--- Task details ---
Rewrite every line of the items from the start through the line containing "x=328 y=358", both included, raising each coordinate value in the answers by 10. Leave the picture out of your response.

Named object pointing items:
* START *
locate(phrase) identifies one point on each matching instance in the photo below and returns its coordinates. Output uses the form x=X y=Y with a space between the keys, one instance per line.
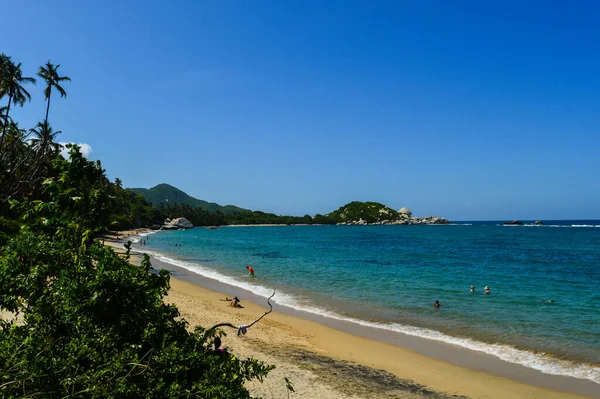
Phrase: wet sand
x=328 y=358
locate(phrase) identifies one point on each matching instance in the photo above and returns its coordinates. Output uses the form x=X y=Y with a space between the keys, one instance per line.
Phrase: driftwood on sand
x=242 y=329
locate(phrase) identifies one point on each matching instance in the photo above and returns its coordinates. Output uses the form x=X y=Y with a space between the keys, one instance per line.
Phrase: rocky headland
x=374 y=213
x=176 y=224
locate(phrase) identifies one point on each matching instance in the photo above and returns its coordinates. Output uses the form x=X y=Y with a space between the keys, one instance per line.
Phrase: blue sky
x=463 y=109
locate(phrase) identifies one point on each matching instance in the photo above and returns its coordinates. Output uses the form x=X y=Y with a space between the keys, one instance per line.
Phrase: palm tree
x=49 y=73
x=11 y=85
x=43 y=141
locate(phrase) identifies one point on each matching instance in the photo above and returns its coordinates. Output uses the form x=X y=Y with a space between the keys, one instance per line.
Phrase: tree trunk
x=48 y=107
x=5 y=127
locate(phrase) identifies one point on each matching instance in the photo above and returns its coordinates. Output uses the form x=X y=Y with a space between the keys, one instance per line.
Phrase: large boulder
x=405 y=211
x=182 y=223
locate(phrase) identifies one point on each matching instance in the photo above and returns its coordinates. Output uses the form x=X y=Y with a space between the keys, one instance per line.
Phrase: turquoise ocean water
x=389 y=277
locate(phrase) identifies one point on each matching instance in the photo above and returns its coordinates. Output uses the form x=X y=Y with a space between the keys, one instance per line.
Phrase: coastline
x=411 y=362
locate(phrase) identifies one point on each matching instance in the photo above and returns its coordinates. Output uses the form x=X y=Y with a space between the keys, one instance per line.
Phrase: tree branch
x=247 y=326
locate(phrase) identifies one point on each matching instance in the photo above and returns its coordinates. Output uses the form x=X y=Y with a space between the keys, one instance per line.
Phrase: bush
x=9 y=226
x=96 y=326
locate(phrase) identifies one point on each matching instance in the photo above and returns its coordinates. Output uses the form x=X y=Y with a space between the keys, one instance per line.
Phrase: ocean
x=389 y=277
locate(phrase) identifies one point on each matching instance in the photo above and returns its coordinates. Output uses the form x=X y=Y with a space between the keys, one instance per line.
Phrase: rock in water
x=182 y=223
x=405 y=211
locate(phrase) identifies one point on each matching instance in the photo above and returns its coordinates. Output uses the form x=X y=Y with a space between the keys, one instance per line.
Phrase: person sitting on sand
x=235 y=303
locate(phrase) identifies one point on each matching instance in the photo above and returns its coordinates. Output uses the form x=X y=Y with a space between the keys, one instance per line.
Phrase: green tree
x=43 y=140
x=95 y=325
x=49 y=73
x=11 y=85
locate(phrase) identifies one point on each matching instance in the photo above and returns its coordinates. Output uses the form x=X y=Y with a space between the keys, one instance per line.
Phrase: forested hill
* END *
--- Written response ---
locate(phrase) identifies one point on each matching instance in the photo below and returns its coordinates. Output uses the form x=X y=Y with a space between the keys, one instance per line.
Phrase: wet sand
x=338 y=368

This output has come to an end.